**EXERCISE GOAL**
Everything from the line with "the ant mandible" to the end of the entries should be copied exactly, and nothing else.

**SUPPLIED INFORMATION**

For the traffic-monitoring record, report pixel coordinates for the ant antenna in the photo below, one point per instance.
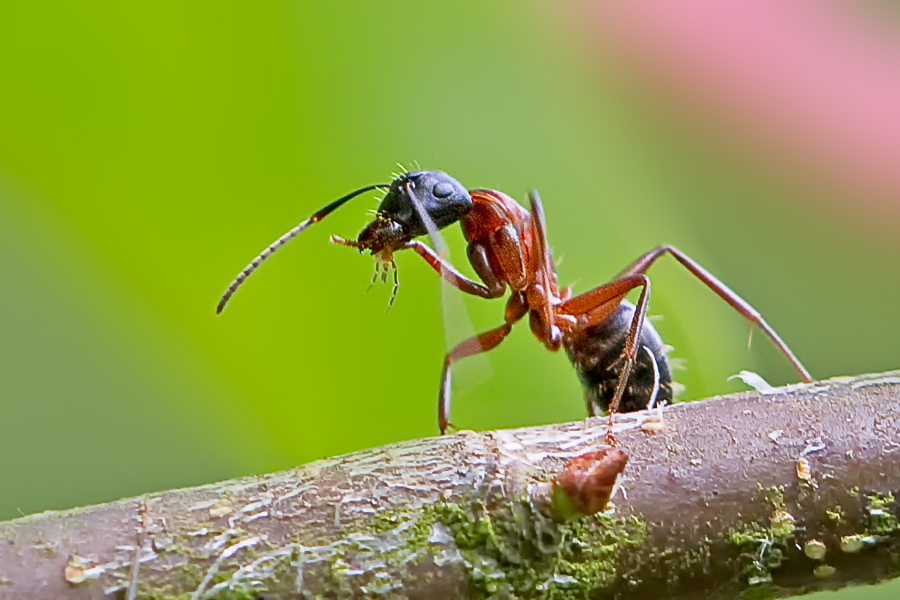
(315, 218)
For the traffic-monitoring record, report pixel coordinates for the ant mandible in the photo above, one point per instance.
(619, 357)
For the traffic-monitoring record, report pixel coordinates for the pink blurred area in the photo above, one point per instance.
(815, 82)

**TASK OUTPUT**
For the traffic-monitoring record, report pixel coordinates for the ant mandible in the photo above, one point per instance.
(619, 357)
For the traffic-monitoring record, report pixel coordinates for the pink blurred area in the photo above, one point per instance.
(815, 82)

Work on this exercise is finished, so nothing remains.